Nous laissons à l'histoire de l'église le détail des canons de ce saint concile. Entre les trésors de la tradition ecclésiastique, c'est la source la plus pure, où l'église puise encore ses règles de discipline. La célèbre profession de foi, qui fut depuis ce temps la terreur et l'écueil de l'arianisme, est ce qu'on appelle aujourd'hui le symbole de Nicée. Le second concile général tenu à Constantinople y a fait quelques additions pour développer davantage les points essentiels de notre croyance. L'église d'Espagne par le conseil du roi Récarède à la fin du sixième siècle, fut la première qui le chanta à la messe, pour affermir dans la foi les Goths nouvellement sortis de l'arianisme. Sous Charlemagne, on commença à le chanter en France. Cet usage n'était pas encore établi à Rome sous le pontificat de Jean VIII du temps de Charles-le-Chauve.

######

Consigne:
Répondez aux questions suivantes d'après le texte source.
1. Quel concile a apporté des additions au symbole de Nicée ?
2. Quelle église fut la première à chanter ce symbole à la messe, et sur le conseil de quel roi ?
3. Sous quel souverain commença-t-on à le chanter en France ?

Extrait de données:

######

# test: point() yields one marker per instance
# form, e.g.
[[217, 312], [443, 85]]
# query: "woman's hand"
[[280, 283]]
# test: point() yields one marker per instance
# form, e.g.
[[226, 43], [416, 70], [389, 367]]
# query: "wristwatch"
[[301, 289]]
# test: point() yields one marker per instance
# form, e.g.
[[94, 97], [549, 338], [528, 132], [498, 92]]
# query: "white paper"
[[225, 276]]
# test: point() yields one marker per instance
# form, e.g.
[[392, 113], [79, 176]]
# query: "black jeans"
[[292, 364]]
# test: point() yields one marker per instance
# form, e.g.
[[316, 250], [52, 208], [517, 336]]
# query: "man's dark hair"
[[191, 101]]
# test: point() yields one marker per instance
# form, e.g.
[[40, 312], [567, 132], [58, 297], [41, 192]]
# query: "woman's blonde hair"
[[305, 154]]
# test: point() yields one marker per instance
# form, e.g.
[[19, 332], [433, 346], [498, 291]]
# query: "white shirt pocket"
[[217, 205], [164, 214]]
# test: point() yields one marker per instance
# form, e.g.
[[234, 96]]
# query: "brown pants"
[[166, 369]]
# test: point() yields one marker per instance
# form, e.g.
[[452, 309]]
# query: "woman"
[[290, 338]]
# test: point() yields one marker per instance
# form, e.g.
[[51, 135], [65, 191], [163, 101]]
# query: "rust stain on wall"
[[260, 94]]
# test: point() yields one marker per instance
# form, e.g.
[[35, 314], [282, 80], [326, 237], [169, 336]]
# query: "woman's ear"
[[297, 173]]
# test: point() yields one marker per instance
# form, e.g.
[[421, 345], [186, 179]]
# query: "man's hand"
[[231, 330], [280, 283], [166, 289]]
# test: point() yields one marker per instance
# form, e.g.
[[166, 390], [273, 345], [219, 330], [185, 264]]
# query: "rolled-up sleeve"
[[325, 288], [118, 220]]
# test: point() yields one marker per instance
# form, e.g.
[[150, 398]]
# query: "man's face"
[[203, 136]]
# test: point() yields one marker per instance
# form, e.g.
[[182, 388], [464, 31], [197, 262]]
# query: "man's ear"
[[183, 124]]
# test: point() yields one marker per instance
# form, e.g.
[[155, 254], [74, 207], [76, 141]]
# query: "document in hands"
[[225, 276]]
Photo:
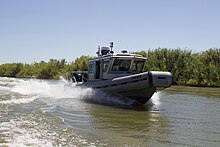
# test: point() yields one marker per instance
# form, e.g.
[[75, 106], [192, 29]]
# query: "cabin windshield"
[[121, 65], [138, 66]]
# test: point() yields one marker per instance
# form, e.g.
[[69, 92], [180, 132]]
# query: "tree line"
[[188, 68], [52, 69]]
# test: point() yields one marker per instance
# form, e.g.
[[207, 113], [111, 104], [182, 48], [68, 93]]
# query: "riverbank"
[[192, 69], [211, 92]]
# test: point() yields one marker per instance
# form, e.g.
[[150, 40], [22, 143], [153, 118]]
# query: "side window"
[[121, 65], [138, 65], [105, 66], [91, 68]]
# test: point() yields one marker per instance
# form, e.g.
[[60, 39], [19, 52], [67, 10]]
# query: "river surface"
[[46, 113]]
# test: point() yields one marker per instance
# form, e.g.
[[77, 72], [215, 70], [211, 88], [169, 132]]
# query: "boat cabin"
[[108, 65]]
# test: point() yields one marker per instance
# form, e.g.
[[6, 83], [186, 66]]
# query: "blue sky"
[[35, 30]]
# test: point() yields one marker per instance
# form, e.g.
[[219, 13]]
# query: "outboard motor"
[[76, 77]]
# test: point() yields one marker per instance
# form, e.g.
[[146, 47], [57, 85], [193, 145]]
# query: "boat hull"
[[138, 87]]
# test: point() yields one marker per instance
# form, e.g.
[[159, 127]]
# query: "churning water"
[[47, 113]]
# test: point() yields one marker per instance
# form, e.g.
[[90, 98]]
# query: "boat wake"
[[20, 91]]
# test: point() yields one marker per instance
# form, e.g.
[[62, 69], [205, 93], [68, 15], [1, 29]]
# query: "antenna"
[[98, 52], [111, 46]]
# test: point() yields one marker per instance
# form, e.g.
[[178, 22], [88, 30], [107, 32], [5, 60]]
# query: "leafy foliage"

######

Réponse attendue:
1. Le second concile général tenu à Constantinople.
2. L'église d'Espagne, sur le conseil du roi Récarède.
3. Sous Charlemagne.